• Records to process:
▶

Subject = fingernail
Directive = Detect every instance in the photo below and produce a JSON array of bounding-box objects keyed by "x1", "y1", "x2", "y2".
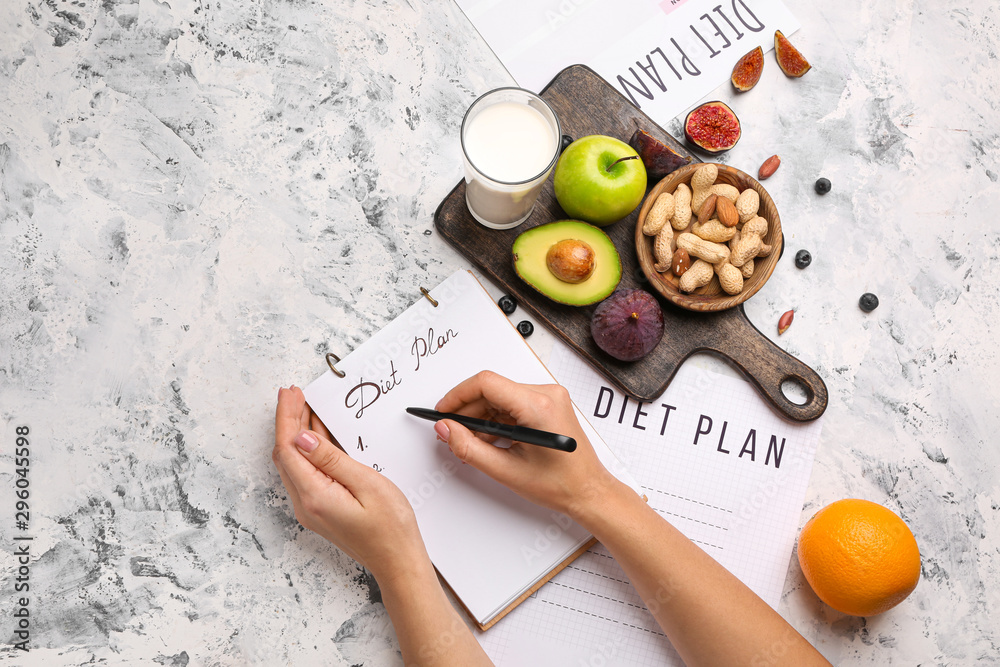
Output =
[
  {"x1": 434, "y1": 421, "x2": 450, "y2": 442},
  {"x1": 278, "y1": 387, "x2": 284, "y2": 401},
  {"x1": 295, "y1": 430, "x2": 319, "y2": 452}
]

◀

• Goal of the exercise:
In your answer, repeat the material above in full, exactly, and without its pictures.

• Expected output:
Subject = fingernail
Directive = Detect every instance in the photo below and produce a JSON array of bounding-box objects keyed by "x1", "y1", "x2", "y2".
Output =
[
  {"x1": 434, "y1": 421, "x2": 450, "y2": 442},
  {"x1": 278, "y1": 387, "x2": 284, "y2": 401},
  {"x1": 295, "y1": 430, "x2": 319, "y2": 452}
]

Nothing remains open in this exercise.